## begin
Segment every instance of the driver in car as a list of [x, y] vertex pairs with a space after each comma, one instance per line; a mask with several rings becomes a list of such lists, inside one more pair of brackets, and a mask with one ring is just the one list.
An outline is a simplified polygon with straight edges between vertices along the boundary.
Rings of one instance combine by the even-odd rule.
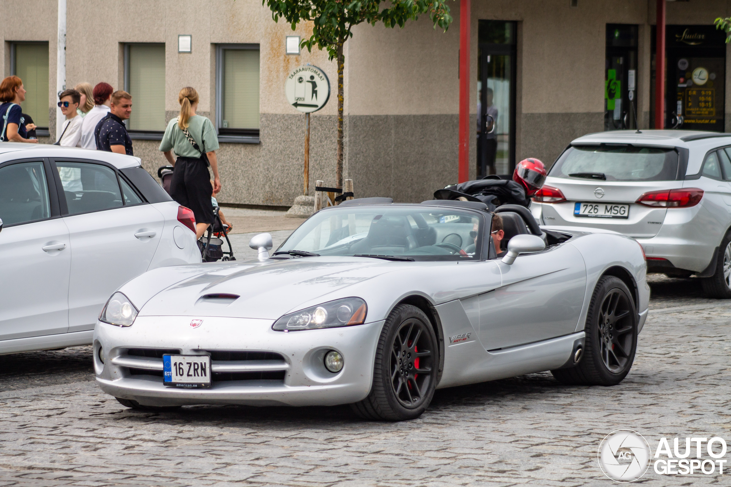
[[503, 230], [502, 218], [497, 213], [493, 214], [493, 224], [491, 230], [490, 236], [493, 237], [495, 251], [497, 253], [498, 258], [500, 258], [507, 253], [507, 250], [500, 250], [500, 242], [505, 237], [505, 231]]
[[[477, 244], [477, 223], [475, 222], [474, 226], [472, 227], [472, 231], [469, 232], [470, 237], [474, 239], [474, 245], [467, 248], [468, 253], [469, 253], [469, 248], [474, 248]], [[503, 229], [502, 218], [497, 213], [493, 214], [491, 228], [492, 231], [490, 232], [490, 235], [493, 237], [495, 252], [497, 253], [499, 258], [503, 257], [507, 253], [507, 250], [500, 250], [500, 242], [505, 237], [505, 231]]]

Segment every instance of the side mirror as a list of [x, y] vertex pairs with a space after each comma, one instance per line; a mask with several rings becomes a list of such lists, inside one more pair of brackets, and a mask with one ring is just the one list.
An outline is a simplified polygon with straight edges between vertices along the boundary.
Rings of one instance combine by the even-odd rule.
[[510, 265], [521, 253], [540, 252], [545, 248], [545, 242], [539, 237], [529, 234], [515, 235], [507, 242], [507, 253], [502, 258], [503, 264]]
[[272, 248], [272, 234], [259, 234], [249, 241], [249, 246], [255, 250], [259, 250], [259, 260], [265, 261], [269, 258], [269, 250]]
[[[495, 131], [495, 129], [496, 129], [495, 118], [493, 117], [491, 115], [485, 115], [485, 128], [487, 128], [488, 126], [489, 126], [491, 123], [493, 126], [493, 128], [490, 129], [490, 131], [488, 132], [488, 134], [492, 134], [493, 132]], [[488, 120], [488, 118], [490, 119], [489, 120]]]

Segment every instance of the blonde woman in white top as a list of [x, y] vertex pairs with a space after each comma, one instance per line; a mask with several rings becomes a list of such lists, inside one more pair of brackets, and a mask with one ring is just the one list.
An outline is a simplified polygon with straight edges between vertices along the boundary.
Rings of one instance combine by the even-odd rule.
[[81, 123], [83, 118], [77, 112], [81, 94], [76, 90], [67, 90], [58, 95], [58, 108], [66, 115], [66, 121], [61, 129], [61, 137], [56, 145], [81, 147]]

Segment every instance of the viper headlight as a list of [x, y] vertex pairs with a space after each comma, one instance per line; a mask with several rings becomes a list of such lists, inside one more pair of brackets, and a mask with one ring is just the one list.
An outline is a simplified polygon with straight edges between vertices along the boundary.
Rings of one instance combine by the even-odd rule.
[[350, 326], [366, 323], [368, 307], [360, 298], [344, 298], [284, 315], [272, 329], [278, 331]]
[[137, 309], [121, 293], [115, 293], [104, 305], [99, 321], [117, 326], [129, 326], [135, 323]]

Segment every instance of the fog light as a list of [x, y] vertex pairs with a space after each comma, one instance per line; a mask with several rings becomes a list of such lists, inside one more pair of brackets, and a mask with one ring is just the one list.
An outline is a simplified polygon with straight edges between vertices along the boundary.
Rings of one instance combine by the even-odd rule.
[[327, 370], [333, 374], [336, 374], [343, 369], [343, 356], [334, 350], [331, 350], [325, 356], [325, 367]]

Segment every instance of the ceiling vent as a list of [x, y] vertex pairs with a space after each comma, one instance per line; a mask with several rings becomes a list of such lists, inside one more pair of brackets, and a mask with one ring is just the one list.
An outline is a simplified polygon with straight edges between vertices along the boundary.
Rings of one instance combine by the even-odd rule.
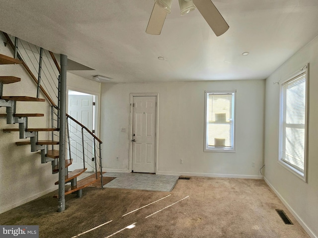
[[93, 80], [99, 82], [100, 83], [107, 83], [109, 82], [111, 79], [112, 79], [112, 78], [104, 76], [96, 75], [93, 76]]

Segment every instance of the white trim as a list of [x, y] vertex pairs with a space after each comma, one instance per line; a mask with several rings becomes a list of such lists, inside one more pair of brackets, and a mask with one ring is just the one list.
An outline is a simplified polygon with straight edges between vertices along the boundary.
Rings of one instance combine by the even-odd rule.
[[13, 208], [18, 207], [19, 206], [21, 206], [21, 205], [26, 203], [27, 202], [30, 202], [31, 201], [33, 201], [34, 199], [36, 199], [37, 198], [38, 198], [40, 197], [42, 197], [42, 196], [46, 195], [48, 193], [49, 193], [50, 192], [53, 192], [53, 191], [55, 191], [56, 190], [56, 187], [54, 186], [53, 187], [52, 187], [51, 188], [46, 190], [44, 191], [39, 192], [31, 197], [28, 197], [27, 198], [26, 198], [25, 199], [20, 200], [20, 201], [19, 201], [18, 202], [14, 203], [12, 205], [10, 205], [8, 206], [5, 206], [5, 207], [4, 207], [4, 208], [0, 208], [0, 214], [1, 213], [3, 213], [3, 212], [5, 212], [7, 211], [9, 211], [9, 210], [13, 209]]
[[131, 173], [129, 170], [121, 170], [120, 169], [108, 169], [103, 168], [103, 172]]
[[199, 177], [211, 177], [211, 178], [250, 178], [253, 179], [262, 179], [263, 177], [259, 175], [230, 175], [226, 174], [209, 174], [203, 173], [188, 173], [158, 171], [158, 175], [175, 175], [195, 176]]
[[[292, 174], [295, 175], [297, 178], [302, 179], [305, 182], [307, 182], [307, 161], [308, 161], [308, 119], [309, 119], [309, 107], [308, 106], [308, 99], [309, 98], [309, 90], [308, 90], [308, 85], [309, 84], [309, 63], [307, 63], [305, 65], [304, 65], [301, 69], [298, 70], [296, 72], [294, 73], [293, 75], [288, 77], [286, 77], [282, 80], [280, 80], [280, 87], [279, 87], [279, 113], [278, 113], [278, 123], [279, 123], [279, 130], [278, 130], [278, 164], [289, 171]], [[283, 118], [283, 95], [282, 95], [282, 87], [283, 85], [290, 80], [293, 80], [293, 79], [298, 77], [300, 75], [306, 73], [306, 97], [305, 97], [305, 151], [304, 151], [304, 174], [303, 175], [302, 173], [300, 171], [298, 171], [296, 168], [294, 168], [290, 165], [289, 165], [287, 163], [285, 163], [284, 161], [282, 160], [282, 121]]]
[[129, 123], [130, 124], [130, 146], [129, 147], [129, 172], [132, 171], [133, 168], [133, 154], [132, 154], [132, 142], [133, 139], [133, 99], [134, 97], [156, 97], [156, 174], [158, 173], [158, 137], [159, 137], [159, 94], [158, 93], [131, 93], [129, 94], [130, 97], [130, 119]]
[[286, 207], [287, 209], [290, 212], [290, 213], [293, 215], [294, 217], [297, 220], [299, 224], [304, 228], [304, 230], [306, 231], [306, 232], [308, 234], [309, 236], [312, 238], [318, 238], [318, 236], [316, 236], [314, 232], [308, 227], [307, 225], [303, 221], [303, 219], [298, 215], [297, 213], [292, 208], [292, 207], [288, 204], [288, 203], [286, 201], [285, 199], [283, 197], [283, 196], [278, 192], [278, 191], [274, 187], [274, 186], [271, 184], [270, 182], [267, 180], [266, 177], [264, 177], [264, 180], [266, 183], [269, 186], [269, 187], [273, 189], [274, 192], [277, 195], [278, 198], [282, 201], [282, 202], [284, 204], [284, 205]]
[[95, 135], [98, 138], [100, 137], [100, 108], [99, 105], [100, 105], [100, 93], [94, 92], [93, 91], [87, 90], [86, 89], [83, 89], [82, 88], [77, 88], [76, 87], [72, 87], [70, 86], [67, 86], [66, 91], [68, 93], [66, 94], [66, 101], [68, 103], [66, 104], [66, 111], [69, 111], [69, 90], [75, 91], [76, 92], [80, 92], [80, 93], [86, 93], [90, 95], [93, 95], [97, 97], [95, 101], [95, 124], [97, 125], [96, 128], [95, 128]]
[[[207, 95], [209, 93], [213, 93], [215, 94], [223, 95], [225, 94], [234, 94], [234, 107], [233, 108], [233, 119], [234, 121], [233, 126], [234, 127], [233, 130], [233, 141], [232, 148], [231, 149], [228, 149], [226, 148], [214, 148], [211, 149], [207, 148]], [[230, 152], [235, 153], [236, 152], [236, 121], [237, 121], [237, 90], [234, 89], [232, 90], [212, 90], [212, 91], [204, 91], [204, 147], [203, 151], [205, 152]]]

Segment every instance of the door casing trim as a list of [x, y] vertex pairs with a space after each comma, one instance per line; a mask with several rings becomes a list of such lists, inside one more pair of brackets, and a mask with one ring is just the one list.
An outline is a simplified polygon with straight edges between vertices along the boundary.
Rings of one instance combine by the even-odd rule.
[[156, 174], [158, 173], [158, 128], [159, 128], [159, 94], [158, 93], [130, 93], [130, 135], [129, 140], [130, 141], [130, 146], [129, 148], [129, 171], [130, 173], [133, 170], [133, 99], [134, 97], [156, 97]]

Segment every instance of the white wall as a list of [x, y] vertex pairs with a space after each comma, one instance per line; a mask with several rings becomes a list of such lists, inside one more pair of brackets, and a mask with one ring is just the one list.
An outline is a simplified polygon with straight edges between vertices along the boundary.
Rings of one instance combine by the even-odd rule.
[[[158, 174], [261, 178], [264, 88], [264, 80], [103, 84], [103, 167], [130, 172], [129, 94], [158, 93]], [[237, 90], [236, 152], [204, 152], [205, 90], [232, 89]]]
[[[265, 179], [312, 237], [318, 237], [318, 38], [279, 67], [267, 80], [265, 151]], [[308, 180], [306, 183], [278, 164], [279, 85], [310, 63]]]

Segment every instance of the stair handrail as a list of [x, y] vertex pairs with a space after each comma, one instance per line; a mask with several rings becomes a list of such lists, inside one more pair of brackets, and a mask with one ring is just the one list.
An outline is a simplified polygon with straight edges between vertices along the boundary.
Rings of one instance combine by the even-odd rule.
[[87, 132], [88, 132], [93, 137], [94, 137], [96, 140], [97, 140], [97, 141], [98, 141], [100, 144], [103, 143], [103, 142], [101, 140], [100, 140], [98, 137], [97, 137], [96, 135], [95, 135], [93, 133], [93, 132], [92, 132], [90, 130], [89, 130], [89, 129], [87, 127], [85, 126], [84, 125], [83, 125], [82, 123], [80, 122], [79, 121], [77, 120], [74, 118], [72, 118], [71, 116], [69, 115], [67, 113], [66, 114], [66, 117], [69, 118], [70, 119], [74, 121], [77, 124], [80, 125], [82, 128], [85, 129]]
[[[5, 32], [2, 32], [2, 33], [3, 33], [3, 35], [4, 36], [4, 37], [5, 37], [5, 38], [6, 39], [7, 43], [9, 44], [9, 45], [10, 45], [10, 46], [11, 47], [12, 49], [14, 51], [14, 48], [15, 48], [14, 47], [14, 45], [12, 42], [12, 41], [10, 39], [10, 37], [9, 37], [9, 35], [7, 33], [6, 33]], [[32, 79], [35, 82], [35, 83], [37, 85], [38, 83], [38, 81], [37, 79], [34, 76], [33, 73], [32, 72], [32, 71], [30, 69], [30, 68], [29, 68], [28, 65], [23, 61], [23, 60], [22, 60], [22, 58], [20, 56], [19, 53], [17, 53], [17, 57], [22, 61], [22, 64], [24, 67], [24, 68], [27, 71], [27, 72], [29, 73], [29, 74], [30, 75], [30, 76], [31, 76]], [[60, 70], [61, 70], [61, 69], [60, 69]], [[45, 96], [45, 97], [49, 100], [49, 101], [51, 103], [51, 105], [53, 106], [54, 107], [57, 107], [56, 104], [55, 104], [55, 103], [54, 103], [53, 100], [51, 98], [50, 96], [49, 96], [48, 94], [46, 92], [45, 90], [41, 85], [40, 85], [40, 89], [41, 89], [41, 91], [43, 93], [44, 96]]]
[[[73, 120], [73, 121], [74, 121], [75, 123], [76, 123], [77, 124], [78, 124], [79, 125], [80, 125], [81, 127], [81, 135], [82, 135], [82, 150], [83, 150], [83, 163], [84, 163], [84, 168], [85, 168], [85, 158], [84, 158], [84, 140], [83, 140], [83, 129], [85, 129], [85, 130], [90, 135], [92, 136], [93, 137], [93, 155], [94, 155], [94, 161], [95, 161], [95, 174], [96, 174], [96, 178], [97, 178], [97, 158], [96, 157], [98, 157], [99, 159], [99, 169], [100, 169], [100, 180], [101, 180], [101, 188], [103, 188], [103, 176], [102, 176], [102, 158], [101, 158], [101, 144], [102, 144], [102, 141], [101, 140], [100, 140], [99, 139], [99, 138], [98, 137], [97, 137], [96, 135], [95, 135], [88, 128], [87, 128], [86, 126], [85, 126], [84, 125], [83, 125], [82, 123], [81, 123], [79, 121], [78, 121], [76, 119], [74, 119], [74, 118], [73, 118], [72, 117], [71, 117], [71, 116], [69, 115], [68, 114], [66, 114], [66, 119], [67, 119], [67, 121], [68, 121], [68, 119], [71, 119], [72, 120]], [[70, 129], [68, 127], [68, 125], [69, 125], [69, 122], [67, 122], [67, 125], [68, 125], [68, 136], [69, 137], [69, 151], [70, 152], [70, 159], [71, 159], [71, 146], [70, 146], [70, 138], [69, 138], [69, 135], [70, 135]], [[99, 143], [99, 146], [98, 148], [98, 149], [99, 150], [99, 156], [96, 156], [96, 148], [95, 148], [95, 140], [97, 140]]]

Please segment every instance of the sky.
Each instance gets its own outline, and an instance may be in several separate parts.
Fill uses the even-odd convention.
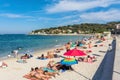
## end
Written request –
Copy everything from the line containing "Segment every instance of the stair" down to the line containing "128], [85, 129]]" from the material above, and switch "stair handrail" to "banister". Leave every other part of those lines unchanged.

Problem solution –
Segment every instance of the banister as a list of [x, y] vertex pairs with a space after each comma, one instance per line; a mask with several rings becomes a list of such lists, inside one more pair of brackets, and a mask with one ring is just the one list.
An outline is a simplified polygon with straight edges between vertices along the boundary.
Rings of one instance combine by the even-odd rule.
[[87, 132], [88, 132], [93, 137], [94, 137], [96, 140], [97, 140], [97, 141], [98, 141], [100, 144], [103, 143], [103, 142], [101, 140], [100, 140], [98, 137], [97, 137], [96, 135], [95, 135], [93, 133], [93, 132], [92, 132], [90, 130], [89, 130], [89, 129], [87, 127], [85, 126], [84, 125], [83, 125], [82, 123], [80, 122], [79, 121], [77, 120], [74, 118], [72, 118], [71, 116], [69, 115], [67, 113], [66, 114], [66, 117], [69, 118], [70, 119], [74, 121], [77, 124], [80, 125], [82, 128], [85, 129]]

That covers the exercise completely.